**Text segment**
━━━━━━━━━━

/FreSh

Implementation of "FreSh: Frequency Shifting for Accelerated Neural Representation Learning"

Primary LanguagePython

FreSh: Frequency Shifting for Accelerated Neural Representation Learning

Adam Kania · Marko Mihajlovic · Sergey Prokudin · Jacek Tabor · Przemysław Spurek

PyTorch Lightning Google Colab

Fresh re-configures embedding layers to align the frequencies of an INR with its target signal before training starts. This improves convergence speed and performance on a variety of tasks, as the effective learning speed is frequency-dependent (meaning that higher frequencies are slower to fit).

The algorithm of Fresh is relatively straightforward:

  1. Calculate the Discrete Fourier Transform (DFT) of the target signal and the model output.
  2. Sum across diagonals of the DFT to get the spectrum. (diagonal = the same frequency, but different direction)
  3. Select the model configuration where the Wasserstein distance between the target and model spectrum is minimized.
  4. Train the model with the selected configuration.

This approach is much more efficient than performing a grid-search, where you would train multiple models. Here is an example of how it looks in practice:

Flowchart of FreSh

Thanks to this approach, small details are modeled much faster:

Training without and with FreSh

In essence, FreSh is an efficient alternative to a conventional grid search which avoids training multiple models. This allows FreSh to quickly test multiple hyperparameter values:

Model Grid Search (estimated time) FreSh (+training) Number of tested configurations Number of fitted images
Siren 600 h 31 h 20 50
Fourier 493 h 25 h 20 50
Finer 1018 h 37 h 31 50
Finer (without bias) 625 h 35 h 20 50

The time required by Fresh is quite small, with the majority of the time spent on training the model:

Model Training time Number of fitted images
Siren 29 h 50
Fourier 23 h 50
Finer 33 h 50
Finer (without bias) 32 h 50

Setup

Code

Setup environment:

conda env create --file environment.yaml
conda activate fresh
pip install random-fourier-features-pytorch deeplake

Log into Weights & Biases:

wandb login

Data

Download image datasets and save them in the data folder.

# For faster training later, lower the amount of images (`num_images`).
cd scripts

python get_datasets.py --data_root=../data --dataset=kodak --num_images=10
python get_datasets.py --data_root=../data --dataset=ffhq --num_images=10
python get_datasets.py --data_root=../data --dataset=wiki-art --num_images=10
python get_datasets.py --data_root=../data --dataset=chest-xray-train --num_images=10

Experiments

Image experiments

To recreate results from the paper, we recommend using slurm array jobs.
In the commands below, SLURM_ARRAY_TASK_ID is an integer ranging from 0 to #CONFIGS-1. The total number of configurations (#CONFIGS) can be calculated by passing an additional argument to the training command (--count) (alternatively you can count how many configurations are defined in the configuration file and multiply them by the dataset size).

━━━━━━━━━━

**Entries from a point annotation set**
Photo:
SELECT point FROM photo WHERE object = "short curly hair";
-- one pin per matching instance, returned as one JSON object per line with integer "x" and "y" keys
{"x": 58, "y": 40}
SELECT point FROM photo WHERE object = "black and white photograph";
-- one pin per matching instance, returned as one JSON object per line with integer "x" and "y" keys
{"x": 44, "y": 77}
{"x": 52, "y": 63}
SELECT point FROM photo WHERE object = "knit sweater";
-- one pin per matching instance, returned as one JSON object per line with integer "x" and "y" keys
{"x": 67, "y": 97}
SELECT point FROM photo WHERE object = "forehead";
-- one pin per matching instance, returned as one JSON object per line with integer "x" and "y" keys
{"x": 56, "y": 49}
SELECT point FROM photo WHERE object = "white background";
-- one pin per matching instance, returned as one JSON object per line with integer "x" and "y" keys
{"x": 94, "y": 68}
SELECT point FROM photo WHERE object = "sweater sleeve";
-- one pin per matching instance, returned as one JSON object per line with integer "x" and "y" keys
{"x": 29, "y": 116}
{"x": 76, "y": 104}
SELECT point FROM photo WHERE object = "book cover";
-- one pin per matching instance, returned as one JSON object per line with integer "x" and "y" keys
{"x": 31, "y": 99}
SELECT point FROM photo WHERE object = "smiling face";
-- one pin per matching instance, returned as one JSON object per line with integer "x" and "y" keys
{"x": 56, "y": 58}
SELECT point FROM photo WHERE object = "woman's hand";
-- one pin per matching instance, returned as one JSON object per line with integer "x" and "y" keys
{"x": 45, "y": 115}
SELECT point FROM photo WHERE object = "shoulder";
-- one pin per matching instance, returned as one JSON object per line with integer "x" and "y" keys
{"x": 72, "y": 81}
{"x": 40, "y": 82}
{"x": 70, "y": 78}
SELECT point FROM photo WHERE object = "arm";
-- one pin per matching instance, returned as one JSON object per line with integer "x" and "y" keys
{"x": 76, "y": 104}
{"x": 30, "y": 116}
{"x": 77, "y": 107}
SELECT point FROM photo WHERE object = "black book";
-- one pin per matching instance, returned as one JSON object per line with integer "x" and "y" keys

━━━━━━━━━━

**Required task 1**
Repeat word for word the part of the FreSh text from "Fresh re-configures embedding" up to and including "slower to fit).".
**Required task 2**
In one to three sentences, explain why the FreSh text says that aligning an INR's frequencies with its target signal before training improves convergence speed and performance.

**Written response 1**
Fresh re-configures embedding layers to align the frequencies of an INR with its target signal before training starts. This improves convergence speed and performance on a variety of tasks, as the effective learning speed is frequency-dependent (meaning that higher frequencies are slower to fit).

**Written response 2**
The effective learning speed is frequency-dependent, and higher frequencies are slower to fit. FreSh therefore re-configures the embedding layers so that the model's frequencies match those of the target signal before training starts. According to the text, this improves convergence speed and performance on a variety of tasks.